IL SUO COMPITO — Riproduca senza alcuna modifica le righe sottostanti, dalla riga che contiene "of the four-engine" fino all'ultima riga, entrambe comprese.

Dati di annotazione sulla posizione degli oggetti
• • •
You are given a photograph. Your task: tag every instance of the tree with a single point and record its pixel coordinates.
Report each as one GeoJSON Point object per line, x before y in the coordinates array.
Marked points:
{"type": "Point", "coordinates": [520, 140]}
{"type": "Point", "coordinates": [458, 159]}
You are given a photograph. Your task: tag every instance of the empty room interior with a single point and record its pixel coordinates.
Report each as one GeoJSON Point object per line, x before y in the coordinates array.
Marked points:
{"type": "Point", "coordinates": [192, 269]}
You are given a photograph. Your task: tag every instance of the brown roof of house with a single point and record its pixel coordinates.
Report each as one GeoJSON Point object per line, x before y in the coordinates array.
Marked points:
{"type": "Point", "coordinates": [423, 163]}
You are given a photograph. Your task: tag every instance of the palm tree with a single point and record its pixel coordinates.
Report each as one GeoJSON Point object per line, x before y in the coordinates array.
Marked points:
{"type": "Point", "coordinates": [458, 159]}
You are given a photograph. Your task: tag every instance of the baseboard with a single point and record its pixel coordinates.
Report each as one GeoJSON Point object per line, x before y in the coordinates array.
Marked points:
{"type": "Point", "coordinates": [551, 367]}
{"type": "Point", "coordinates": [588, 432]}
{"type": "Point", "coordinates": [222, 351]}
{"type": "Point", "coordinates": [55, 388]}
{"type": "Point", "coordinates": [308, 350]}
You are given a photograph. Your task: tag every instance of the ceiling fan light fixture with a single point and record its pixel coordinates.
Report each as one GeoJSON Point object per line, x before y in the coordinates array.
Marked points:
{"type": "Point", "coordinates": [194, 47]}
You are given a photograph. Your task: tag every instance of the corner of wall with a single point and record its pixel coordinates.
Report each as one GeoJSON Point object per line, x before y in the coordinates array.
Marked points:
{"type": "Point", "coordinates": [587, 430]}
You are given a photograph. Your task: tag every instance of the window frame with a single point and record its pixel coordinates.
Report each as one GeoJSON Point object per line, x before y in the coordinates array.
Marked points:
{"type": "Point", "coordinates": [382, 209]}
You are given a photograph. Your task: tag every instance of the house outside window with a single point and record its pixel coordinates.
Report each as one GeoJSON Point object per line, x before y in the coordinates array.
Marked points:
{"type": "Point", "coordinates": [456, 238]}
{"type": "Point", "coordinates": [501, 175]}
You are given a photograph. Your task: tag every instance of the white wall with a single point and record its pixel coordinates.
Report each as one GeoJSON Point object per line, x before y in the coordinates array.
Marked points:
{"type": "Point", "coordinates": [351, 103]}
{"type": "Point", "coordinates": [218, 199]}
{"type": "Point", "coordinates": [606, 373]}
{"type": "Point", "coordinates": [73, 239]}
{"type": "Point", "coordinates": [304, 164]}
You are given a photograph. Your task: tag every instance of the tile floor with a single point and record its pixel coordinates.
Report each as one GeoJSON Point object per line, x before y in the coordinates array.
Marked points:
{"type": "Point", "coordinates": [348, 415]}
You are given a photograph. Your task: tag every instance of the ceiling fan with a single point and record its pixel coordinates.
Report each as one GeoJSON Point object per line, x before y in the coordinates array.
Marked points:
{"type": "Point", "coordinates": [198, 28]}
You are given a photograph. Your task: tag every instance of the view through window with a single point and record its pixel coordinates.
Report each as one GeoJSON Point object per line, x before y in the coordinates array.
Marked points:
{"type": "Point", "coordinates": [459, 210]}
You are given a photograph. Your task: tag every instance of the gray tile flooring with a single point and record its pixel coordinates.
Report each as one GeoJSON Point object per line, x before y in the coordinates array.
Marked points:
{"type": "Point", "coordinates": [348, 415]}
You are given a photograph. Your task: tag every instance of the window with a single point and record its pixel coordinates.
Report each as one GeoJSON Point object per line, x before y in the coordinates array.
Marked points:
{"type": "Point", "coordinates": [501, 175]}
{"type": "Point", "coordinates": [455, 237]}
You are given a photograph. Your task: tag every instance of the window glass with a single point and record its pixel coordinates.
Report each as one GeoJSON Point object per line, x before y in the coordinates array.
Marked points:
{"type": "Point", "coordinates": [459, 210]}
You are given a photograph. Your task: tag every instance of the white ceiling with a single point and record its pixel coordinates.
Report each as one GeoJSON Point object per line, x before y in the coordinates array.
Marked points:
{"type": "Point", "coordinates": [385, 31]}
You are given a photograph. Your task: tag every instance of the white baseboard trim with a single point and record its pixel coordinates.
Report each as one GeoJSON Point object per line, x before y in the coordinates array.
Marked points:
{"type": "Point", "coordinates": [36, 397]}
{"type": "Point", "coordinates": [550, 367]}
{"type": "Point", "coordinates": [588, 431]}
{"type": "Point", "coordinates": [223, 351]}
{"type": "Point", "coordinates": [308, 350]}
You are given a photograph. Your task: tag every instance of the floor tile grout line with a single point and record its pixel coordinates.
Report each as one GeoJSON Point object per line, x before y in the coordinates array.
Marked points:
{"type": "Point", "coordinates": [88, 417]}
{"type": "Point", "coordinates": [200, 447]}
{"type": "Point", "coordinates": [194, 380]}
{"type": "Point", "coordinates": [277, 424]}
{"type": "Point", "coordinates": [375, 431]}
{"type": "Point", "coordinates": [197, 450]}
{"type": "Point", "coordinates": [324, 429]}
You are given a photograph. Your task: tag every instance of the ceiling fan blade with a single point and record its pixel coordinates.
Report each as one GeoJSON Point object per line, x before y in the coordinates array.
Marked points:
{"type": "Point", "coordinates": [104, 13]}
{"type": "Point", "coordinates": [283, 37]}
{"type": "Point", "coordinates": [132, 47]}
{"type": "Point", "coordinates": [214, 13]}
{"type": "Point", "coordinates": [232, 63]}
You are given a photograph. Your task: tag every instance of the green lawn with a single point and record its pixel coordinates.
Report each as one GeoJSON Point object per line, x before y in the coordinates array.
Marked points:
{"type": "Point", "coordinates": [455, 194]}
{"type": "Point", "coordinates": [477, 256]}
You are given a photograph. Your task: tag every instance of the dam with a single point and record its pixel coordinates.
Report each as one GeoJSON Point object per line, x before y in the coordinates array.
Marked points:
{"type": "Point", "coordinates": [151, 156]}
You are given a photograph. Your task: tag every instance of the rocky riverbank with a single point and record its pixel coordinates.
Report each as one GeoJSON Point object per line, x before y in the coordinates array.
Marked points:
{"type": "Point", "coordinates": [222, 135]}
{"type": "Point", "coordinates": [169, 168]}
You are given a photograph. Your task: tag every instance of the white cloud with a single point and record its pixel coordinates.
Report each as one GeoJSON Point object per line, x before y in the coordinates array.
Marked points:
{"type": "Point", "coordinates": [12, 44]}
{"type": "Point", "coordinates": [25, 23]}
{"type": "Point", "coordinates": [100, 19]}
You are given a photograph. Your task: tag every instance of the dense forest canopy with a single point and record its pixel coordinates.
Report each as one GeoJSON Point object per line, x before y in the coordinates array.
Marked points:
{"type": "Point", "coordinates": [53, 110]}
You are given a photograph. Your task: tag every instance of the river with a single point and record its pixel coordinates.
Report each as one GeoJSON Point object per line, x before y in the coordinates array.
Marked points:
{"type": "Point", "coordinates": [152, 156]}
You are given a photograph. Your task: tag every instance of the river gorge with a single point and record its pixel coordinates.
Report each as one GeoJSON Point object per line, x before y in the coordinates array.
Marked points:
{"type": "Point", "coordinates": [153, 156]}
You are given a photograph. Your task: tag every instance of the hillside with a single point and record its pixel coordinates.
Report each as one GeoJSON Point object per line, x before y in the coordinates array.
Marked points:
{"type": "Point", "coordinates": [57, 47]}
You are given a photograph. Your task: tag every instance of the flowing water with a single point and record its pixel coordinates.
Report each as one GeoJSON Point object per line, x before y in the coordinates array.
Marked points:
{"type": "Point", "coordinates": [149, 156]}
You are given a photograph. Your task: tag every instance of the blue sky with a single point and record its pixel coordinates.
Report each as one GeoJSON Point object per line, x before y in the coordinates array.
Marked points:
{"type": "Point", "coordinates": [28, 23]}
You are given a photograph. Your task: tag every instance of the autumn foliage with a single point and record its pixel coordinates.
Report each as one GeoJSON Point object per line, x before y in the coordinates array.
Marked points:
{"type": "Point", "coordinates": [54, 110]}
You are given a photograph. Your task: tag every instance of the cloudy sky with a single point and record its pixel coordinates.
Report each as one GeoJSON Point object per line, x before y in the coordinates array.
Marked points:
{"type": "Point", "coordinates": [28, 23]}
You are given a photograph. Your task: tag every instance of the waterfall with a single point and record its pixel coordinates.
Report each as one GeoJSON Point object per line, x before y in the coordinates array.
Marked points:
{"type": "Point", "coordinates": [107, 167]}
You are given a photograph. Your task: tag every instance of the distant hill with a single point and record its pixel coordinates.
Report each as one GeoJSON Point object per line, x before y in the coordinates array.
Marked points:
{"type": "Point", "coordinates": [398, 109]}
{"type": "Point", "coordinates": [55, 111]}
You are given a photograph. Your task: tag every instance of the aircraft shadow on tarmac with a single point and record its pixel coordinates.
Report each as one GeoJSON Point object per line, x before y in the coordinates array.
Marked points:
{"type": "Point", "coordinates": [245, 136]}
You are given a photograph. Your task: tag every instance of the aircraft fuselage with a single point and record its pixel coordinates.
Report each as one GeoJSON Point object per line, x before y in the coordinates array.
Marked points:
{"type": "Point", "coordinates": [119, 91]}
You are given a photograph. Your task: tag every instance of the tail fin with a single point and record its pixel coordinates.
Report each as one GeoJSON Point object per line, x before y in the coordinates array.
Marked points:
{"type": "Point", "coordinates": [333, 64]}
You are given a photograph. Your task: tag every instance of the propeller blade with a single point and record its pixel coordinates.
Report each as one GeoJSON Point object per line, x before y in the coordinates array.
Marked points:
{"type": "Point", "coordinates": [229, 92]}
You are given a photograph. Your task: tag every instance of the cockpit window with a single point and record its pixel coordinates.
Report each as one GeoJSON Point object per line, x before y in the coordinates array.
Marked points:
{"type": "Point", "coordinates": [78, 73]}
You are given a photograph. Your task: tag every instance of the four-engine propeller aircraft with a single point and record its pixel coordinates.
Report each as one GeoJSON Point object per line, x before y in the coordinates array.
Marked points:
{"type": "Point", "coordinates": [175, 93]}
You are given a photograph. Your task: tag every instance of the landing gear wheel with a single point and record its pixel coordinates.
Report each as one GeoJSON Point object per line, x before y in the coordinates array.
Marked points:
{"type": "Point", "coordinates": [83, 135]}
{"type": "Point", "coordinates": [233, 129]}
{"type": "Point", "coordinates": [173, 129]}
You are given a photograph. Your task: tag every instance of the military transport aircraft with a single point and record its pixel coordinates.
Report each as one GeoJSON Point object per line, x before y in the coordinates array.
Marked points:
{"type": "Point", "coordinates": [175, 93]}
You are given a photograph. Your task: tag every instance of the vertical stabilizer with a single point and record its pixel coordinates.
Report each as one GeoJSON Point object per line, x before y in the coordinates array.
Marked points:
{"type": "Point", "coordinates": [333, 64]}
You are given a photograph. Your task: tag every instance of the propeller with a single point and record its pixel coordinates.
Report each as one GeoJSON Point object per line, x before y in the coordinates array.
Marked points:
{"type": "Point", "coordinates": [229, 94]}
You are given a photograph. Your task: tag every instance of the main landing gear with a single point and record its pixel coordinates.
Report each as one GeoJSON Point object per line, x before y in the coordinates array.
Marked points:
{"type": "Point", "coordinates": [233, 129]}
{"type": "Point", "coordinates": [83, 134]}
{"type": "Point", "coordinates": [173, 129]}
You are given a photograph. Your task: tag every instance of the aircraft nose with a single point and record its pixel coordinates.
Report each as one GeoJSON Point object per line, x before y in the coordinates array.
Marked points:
• • •
RISULTATO —
You are given a photograph. Your task: tag every instance of the four-engine propeller aircraft with a single point and record its pixel coordinates.
Report each as one GeoJSON Point object per line, x before y in the coordinates array.
Marked points:
{"type": "Point", "coordinates": [175, 93]}
You are given a photograph. Your task: tag every instance of the landing gear wheel with a single point and record its pixel coordinates.
Report each as one GeoJSON Point object per line, x before y in the coordinates array.
Marked points:
{"type": "Point", "coordinates": [83, 135]}
{"type": "Point", "coordinates": [233, 129]}
{"type": "Point", "coordinates": [173, 129]}
You are given a photograph. Your task: tag every instance of the military transport aircraft with a single point and record its pixel coordinates.
Report each as one GeoJSON Point object per line, x before y in the coordinates array.
Marked points:
{"type": "Point", "coordinates": [175, 93]}
You are given a photograph. Your task: tag every instance of the vertical stabilizer with a single point and record its pixel coordinates.
Report each as one GeoJSON Point object per line, x before y in the coordinates array.
Marked points:
{"type": "Point", "coordinates": [333, 64]}
You are given a photograph. Your task: tag every instance of the propeller with a single point and record its pixel coordinates.
Report each as one GeoJSON Point object per line, x before y in the coordinates array.
Marked points:
{"type": "Point", "coordinates": [229, 94]}
You are given a photograph. Your task: tag every instance of the main landing gear with a single point and record its pixel coordinates.
Report each as one GeoJSON Point object per line, x before y in the coordinates array.
Marked points:
{"type": "Point", "coordinates": [233, 129]}
{"type": "Point", "coordinates": [83, 134]}
{"type": "Point", "coordinates": [173, 129]}
You are given a photograph. Your task: tag every instance of the aircraft nose with a single point and record its pixel coordinates.
Report each as one GeoJSON Point object per line, x before y in the coordinates array.
Marked points:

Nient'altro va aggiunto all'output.